**Task directions:** Print all of the data exactly as written.

**Input data:**
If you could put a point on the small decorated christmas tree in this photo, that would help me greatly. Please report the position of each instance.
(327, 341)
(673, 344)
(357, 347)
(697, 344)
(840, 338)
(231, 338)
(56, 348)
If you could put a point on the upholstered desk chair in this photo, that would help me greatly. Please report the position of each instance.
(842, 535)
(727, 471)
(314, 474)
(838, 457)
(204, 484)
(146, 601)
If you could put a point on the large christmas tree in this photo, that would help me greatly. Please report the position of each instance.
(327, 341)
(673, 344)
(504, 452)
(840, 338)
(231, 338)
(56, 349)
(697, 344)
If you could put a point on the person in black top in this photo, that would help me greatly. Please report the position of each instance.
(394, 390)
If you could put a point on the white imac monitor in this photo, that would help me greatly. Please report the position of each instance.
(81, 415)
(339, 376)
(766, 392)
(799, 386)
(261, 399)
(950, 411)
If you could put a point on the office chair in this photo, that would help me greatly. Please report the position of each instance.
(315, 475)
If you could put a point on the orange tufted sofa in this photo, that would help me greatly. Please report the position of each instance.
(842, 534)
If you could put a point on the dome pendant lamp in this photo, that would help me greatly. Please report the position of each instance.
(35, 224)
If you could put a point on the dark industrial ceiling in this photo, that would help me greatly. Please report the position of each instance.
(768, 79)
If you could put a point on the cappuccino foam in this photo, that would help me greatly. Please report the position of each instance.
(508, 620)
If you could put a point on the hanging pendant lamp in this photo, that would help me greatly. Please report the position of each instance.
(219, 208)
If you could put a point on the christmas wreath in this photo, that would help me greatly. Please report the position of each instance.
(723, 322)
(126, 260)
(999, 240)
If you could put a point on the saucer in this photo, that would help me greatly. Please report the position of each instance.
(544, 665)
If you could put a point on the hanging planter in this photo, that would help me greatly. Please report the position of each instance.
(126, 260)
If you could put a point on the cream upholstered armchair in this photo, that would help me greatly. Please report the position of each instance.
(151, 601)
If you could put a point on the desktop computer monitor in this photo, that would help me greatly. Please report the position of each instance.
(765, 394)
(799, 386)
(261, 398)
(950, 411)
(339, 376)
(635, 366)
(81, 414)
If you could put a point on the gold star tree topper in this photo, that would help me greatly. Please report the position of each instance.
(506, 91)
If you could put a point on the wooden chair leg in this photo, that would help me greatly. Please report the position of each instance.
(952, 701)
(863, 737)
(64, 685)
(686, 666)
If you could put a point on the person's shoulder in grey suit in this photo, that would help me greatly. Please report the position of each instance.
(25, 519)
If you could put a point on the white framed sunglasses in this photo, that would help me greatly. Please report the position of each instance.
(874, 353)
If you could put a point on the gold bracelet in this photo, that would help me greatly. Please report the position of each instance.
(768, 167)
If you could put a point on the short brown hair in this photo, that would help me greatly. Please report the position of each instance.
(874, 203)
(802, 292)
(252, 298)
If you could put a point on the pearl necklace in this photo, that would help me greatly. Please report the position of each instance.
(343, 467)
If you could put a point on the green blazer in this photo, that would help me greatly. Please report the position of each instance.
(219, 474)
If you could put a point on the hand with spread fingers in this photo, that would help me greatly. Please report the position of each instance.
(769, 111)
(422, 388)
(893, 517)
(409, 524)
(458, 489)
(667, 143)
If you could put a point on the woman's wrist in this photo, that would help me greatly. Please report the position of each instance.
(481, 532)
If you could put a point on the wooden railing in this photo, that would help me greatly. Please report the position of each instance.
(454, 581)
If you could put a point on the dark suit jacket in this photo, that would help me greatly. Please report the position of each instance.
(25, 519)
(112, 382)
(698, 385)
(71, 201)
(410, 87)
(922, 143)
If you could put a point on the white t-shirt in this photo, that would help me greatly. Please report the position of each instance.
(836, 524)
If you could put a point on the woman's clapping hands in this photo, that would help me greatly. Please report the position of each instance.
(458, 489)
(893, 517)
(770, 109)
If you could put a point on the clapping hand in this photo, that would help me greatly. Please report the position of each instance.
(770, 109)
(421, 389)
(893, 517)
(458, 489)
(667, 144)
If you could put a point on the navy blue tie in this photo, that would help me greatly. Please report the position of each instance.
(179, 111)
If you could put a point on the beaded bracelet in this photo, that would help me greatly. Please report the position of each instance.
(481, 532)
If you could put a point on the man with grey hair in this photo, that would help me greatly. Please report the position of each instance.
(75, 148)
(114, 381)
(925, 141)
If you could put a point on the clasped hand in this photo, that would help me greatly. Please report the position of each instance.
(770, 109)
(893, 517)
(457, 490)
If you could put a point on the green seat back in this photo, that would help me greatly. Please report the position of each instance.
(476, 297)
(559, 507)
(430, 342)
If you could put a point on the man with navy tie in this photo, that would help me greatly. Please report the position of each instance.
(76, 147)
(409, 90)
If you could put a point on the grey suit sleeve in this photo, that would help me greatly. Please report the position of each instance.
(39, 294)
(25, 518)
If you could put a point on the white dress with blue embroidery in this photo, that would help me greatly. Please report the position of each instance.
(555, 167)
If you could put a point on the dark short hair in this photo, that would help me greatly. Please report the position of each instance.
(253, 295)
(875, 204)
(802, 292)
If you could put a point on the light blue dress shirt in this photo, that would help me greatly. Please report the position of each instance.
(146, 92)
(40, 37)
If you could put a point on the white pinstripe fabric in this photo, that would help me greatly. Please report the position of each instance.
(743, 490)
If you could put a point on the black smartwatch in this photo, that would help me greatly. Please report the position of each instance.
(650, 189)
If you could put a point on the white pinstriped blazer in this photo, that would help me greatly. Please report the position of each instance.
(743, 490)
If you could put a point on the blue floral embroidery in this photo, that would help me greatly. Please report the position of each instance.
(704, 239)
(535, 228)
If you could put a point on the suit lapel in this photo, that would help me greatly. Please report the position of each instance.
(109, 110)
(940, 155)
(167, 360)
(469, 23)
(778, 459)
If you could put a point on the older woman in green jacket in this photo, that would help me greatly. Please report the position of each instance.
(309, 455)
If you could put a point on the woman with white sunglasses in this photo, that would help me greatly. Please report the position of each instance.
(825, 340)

**Response below:**
If you could put a point on the small decorated christmas tree in this photo, that would help me greatly. Please report the position of each instance.
(327, 341)
(673, 344)
(357, 347)
(697, 344)
(840, 338)
(231, 338)
(56, 348)
If you could put a point on the upholstered desk chair in this photo, that would help me greatly. Please report the position of each instance.
(842, 535)
(727, 471)
(314, 474)
(838, 457)
(204, 484)
(146, 601)
If you could put a point on the large christmas tree in this photo, that would help me greatly. Please report the position of each instance.
(327, 341)
(673, 344)
(504, 452)
(840, 338)
(231, 338)
(56, 349)
(697, 344)
If you could put a point on the person in black top in this photo, that would help me greatly. Please report the position of each instance.
(394, 390)
If you could put a point on the white imac monitor in this photo, that would help me greatly. Please report the position of each instance.
(81, 415)
(339, 376)
(766, 392)
(799, 386)
(261, 399)
(950, 411)
If you could put a point on the office chair in this photo, that would help me greatly. Please report the position of each instance.
(315, 475)
If you could put a point on the orange tufted sofa in this photo, that would help me greatly. Please report the position of each instance.
(842, 534)
If you could put a point on the dome pendant lamp in this photo, that would help me greatly. Please report the position of each instance.
(35, 224)
If you could put a point on the dark industrial ceiling in this photo, that would help me greatly. Please report the position of each instance.
(768, 79)
If you could put a point on the cappuccino foam in this photo, that would help me greatly. Please report the position of each instance.
(508, 620)
If you could put a point on the hanging pendant lamp in this photo, that would help me greatly. Please report the position of each instance.
(219, 208)
If you could put a point on the christmas wreath in this photo, that would help me greatly. Please report the position of each instance.
(723, 322)
(126, 260)
(999, 240)
If you could put a point on the saucer in this photo, that would help me greatly. Please report the position of each instance.
(544, 665)
If you could put a point on the hanging planter in this photo, that would help me greatly. Please report the position of each instance.
(126, 260)
If you could put a point on the cream upholstered armchair in this photo, that would help me greatly. Please report the position of each instance.
(151, 601)
If you could put a point on the desktop computer monitor in this photo, that would help me greatly. Please report the position of each instance.
(765, 394)
(799, 386)
(261, 398)
(950, 411)
(339, 376)
(635, 366)
(81, 414)
If you could put a point on the gold star tree topper in this photo, that would help me greatly. Please report the position of each instance.
(506, 91)
If you could put a point on the wooden chair leg in this photo, that would help me greatly. Please report the position of each instance.
(952, 701)
(863, 737)
(64, 685)
(686, 666)
If you could put a point on the person's shoulder in grey suit in this photo, that would help me greatly. Please report the position of each instance.
(25, 519)
If you could put a point on the white framed sunglasses in this photo, that would help me greatly. Please report the position of each instance.
(874, 353)
If you could put a point on the gold bracelet in this photo, that would help me greatly. Please report the position of each instance.
(768, 167)
If you could put a point on the short brown hair in this photo, that would help me greatly. Please report the position of each instance.
(874, 203)
(802, 292)
(252, 298)
If you could put a point on the pearl necklace in this photo, that would help me greatly. Please report the position of each instance.
(343, 467)
If you could put a point on the green blazer in this photo, that would help me greatly. Please report the position of each instance.
(219, 474)
If you could put a point on the hand with spread fingers in this photo, that would help me greatly. Please report the position of each instance.
(769, 111)
(422, 388)
(893, 517)
(409, 524)
(458, 489)
(667, 143)
If you could put a point on the woman's wrist in this photo, that would help me greatly. Please report the position of each instance.
(481, 532)
If you could put a point on the wooden railing in this photo, that would help me greatly. Please report the position of each instance.
(454, 581)
If you could put a point on the dark suit jacket in this photo, that would help me greatly. Please report the position of each instance.
(25, 519)
(112, 382)
(698, 385)
(71, 201)
(410, 87)
(922, 143)
If you could put a point on the white t-shirt in this photo, that would help me greatly. Please report the position of each instance.
(836, 524)
If you could put a point on the woman's clapping hands in this photo, that would help me greatly. Please report the position of each instance.
(458, 489)
(893, 517)
(770, 109)
If you could put a point on the clapping hand in this photo, that would help me greatly. Please report the position of each instance.
(770, 109)
(421, 389)
(893, 517)
(458, 489)
(667, 144)
If you could put a point on the navy blue tie in this photo, that would help me greatly. Please report the position of each instance.
(179, 111)
If you could put a point on the beaded bracelet in this photo, that would help me greatly. Please report the position of each instance.
(481, 532)
If you could put a point on the man with grey hair in this photo, that would help me greatly. Please report the position of each instance.
(75, 148)
(114, 381)
(925, 141)
If you could put a point on the clasped hand in this photo, that would help me greatly. Please report the position of each instance.
(770, 109)
(893, 517)
(457, 490)
If you could put a point on the green seat back in this photo, that would help me greatly. Please report the position of each instance.
(476, 297)
(559, 507)
(430, 342)
If you could put a point on the man with navy tie in this photo, that would help me greatly. Please report the position of each instance.
(76, 147)
(409, 90)
If you could put a point on the grey suit sleeve in this photo, that would help me greatly. Please report the position of each instance.
(39, 294)
(25, 518)
If you could put a point on the white dress with blue embroidery in this photo, that would help me greatly. Please report the position of each instance.
(555, 167)
If you could put a point on the dark short hair in this photo, that would help me greatly. Please report the position of each instance.
(253, 295)
(875, 204)
(802, 292)
If you could put a point on the light blue dress shirt in this photo, that would help me greatly. Please report the position of each instance.
(146, 92)
(40, 37)
If you could put a point on the white pinstripe fabric in this photo, that would help me greatly. Please report the position of each instance.
(743, 490)
If you could put a point on the black smartwatch in this photo, that would help me greatly. Please report the position of each instance.
(650, 189)
If you could put a point on the white pinstriped blazer in this photo, that would help me greatly. Please report the position of each instance.
(743, 490)
If you could put a point on the blue floral embroidery in this photo, that would help me greatly. Please report the position of each instance.
(704, 239)
(535, 228)
If you could put a point on the suit lapel in this photo, that would help me greatly. Please report the position of each instance.
(109, 110)
(940, 155)
(167, 360)
(469, 23)
(778, 459)
If you could put a point on the older woman in green jacket in this photo, that would help me greatly. Please report the position of each instance.
(309, 455)
If you could put a point on the woman with white sunglasses in this photo, that would help me greatly. Please report the position of each instance.
(825, 340)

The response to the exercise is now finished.